**SOURCE EXCERPT:**
RuntimeError: CUDA error: device-side assert triggered... When train parallel and 4 classes

jS5t3r · April 7, 2021, 7:55pm

I am using this code: pytorch-cifar100/train.py at master · weiaicunzai/pytorch-cifar100 · GitHub

I am getting this error, when I increase the image size of the dataset:

/home/user/.conda/envs/bm/lib/python3.7/site-packages/torch/jit/_trace.py:152: UserWarning: The .grad attribute of a Tensor that is not a leaf Tensor is being accessed. Its .grad attribute won't be populated during autograd.backward(). If you indeed want the gradient for a non-leaf Tensor, use .retain_grad() on the non-leaf Tensor. If you access the non-leaf Tensor by mistake, make sure you access the leaf Tensor instead. See github.com/pytorch/pytorch/pull/30531 for more informations.
  if a.grad is not None:
checkpoint_path:  checkpoint/resnet50/128x128_16_0.1_Hair_Color_Wednesday_07_April_2021_23h_21m_26s
Training Epoch: 1 [16/13670]    Loss: 1.5864    Acc: 1.0000     LR: 0.000000
epoch 1 training time consumed: 241.82s, Elapsed time: 0:04:01.824466
/opt/conda/conda-bld/pytorch_1607370128159/work/aten/src/THCUNN/ClassNLLCriterion.cu:108: cunn_ClassNLLCriterion_updateOutput_kernel: block: [0,0,0], thread: [0,0,0] Assertion `t >= 0 && t < n_classes` failed.

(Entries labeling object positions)
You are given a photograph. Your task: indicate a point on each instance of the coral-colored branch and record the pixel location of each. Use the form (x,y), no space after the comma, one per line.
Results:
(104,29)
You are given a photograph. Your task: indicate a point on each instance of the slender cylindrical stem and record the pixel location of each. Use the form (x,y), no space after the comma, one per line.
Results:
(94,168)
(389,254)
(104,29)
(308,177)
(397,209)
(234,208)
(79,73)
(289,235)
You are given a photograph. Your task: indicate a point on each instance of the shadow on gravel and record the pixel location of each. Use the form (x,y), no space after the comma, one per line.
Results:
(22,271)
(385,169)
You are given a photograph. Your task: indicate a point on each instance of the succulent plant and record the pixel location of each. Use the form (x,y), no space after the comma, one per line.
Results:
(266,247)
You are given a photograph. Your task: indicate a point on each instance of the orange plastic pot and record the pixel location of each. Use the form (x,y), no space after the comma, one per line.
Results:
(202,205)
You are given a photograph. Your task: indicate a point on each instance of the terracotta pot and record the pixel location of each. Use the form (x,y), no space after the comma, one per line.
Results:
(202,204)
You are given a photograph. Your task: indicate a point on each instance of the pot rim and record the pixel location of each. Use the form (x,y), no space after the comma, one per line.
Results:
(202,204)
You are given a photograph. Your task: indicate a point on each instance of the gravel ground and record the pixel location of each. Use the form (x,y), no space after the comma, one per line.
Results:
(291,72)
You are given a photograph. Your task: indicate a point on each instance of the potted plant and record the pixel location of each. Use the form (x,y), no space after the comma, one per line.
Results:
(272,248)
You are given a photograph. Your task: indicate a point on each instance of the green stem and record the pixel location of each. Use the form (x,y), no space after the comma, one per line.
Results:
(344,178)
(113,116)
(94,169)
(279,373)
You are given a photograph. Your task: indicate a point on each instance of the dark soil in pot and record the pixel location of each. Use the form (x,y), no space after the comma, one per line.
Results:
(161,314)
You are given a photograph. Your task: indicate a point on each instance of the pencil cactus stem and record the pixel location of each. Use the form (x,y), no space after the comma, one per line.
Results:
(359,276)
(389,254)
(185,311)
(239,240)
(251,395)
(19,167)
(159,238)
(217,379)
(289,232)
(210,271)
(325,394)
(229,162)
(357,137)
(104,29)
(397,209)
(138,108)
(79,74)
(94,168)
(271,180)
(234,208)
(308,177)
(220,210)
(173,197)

**WRITTEN REQUEST A:**
Tally the lines of the listing that contain the string "stem", treating case as significant, and reply with the number alone.
**WRITTEN REQUEST B:**
Resume the forum post about the CUDA device-side assert error, picking up right after its final line.

**ANSWER A:**
3

**ANSWER B:**
/opt/conda/conda-bld/pytorch_1607370128159/work/aten/src/THCUNN/ClassNLLCriterion.cu:108: cunn_ClassNLLCriterion_updateOutput_kernel: block: [0,0,0], thread: [13,0,0] Assertion `t >= 0 && t < n_classes` failed.
Traceback (most recent call last):
  File "train.py", line 289, in <module>
    acc, total_time = eval_training(epoch, total_time)
  File "/home/user/.conda/envs/bm/lib/python3.7/site-packages/torch/autograd/grad_mode.py", line 26, in decorate_context
    return func(*args, **kwargs)
  File "train.py", line 124, in eval_training
    test_loss += loss.item()
RuntimeError: CUDA error: device-side assert triggered

I train a classifier with 4 classes.

ptrblck · April 8, 2021, 5:19am

Could you check the target indices and make sure they are in the expected range [0, nb_classes-1]?
Based on the error message the criterion raises the exception as the target values are outside of the valid range.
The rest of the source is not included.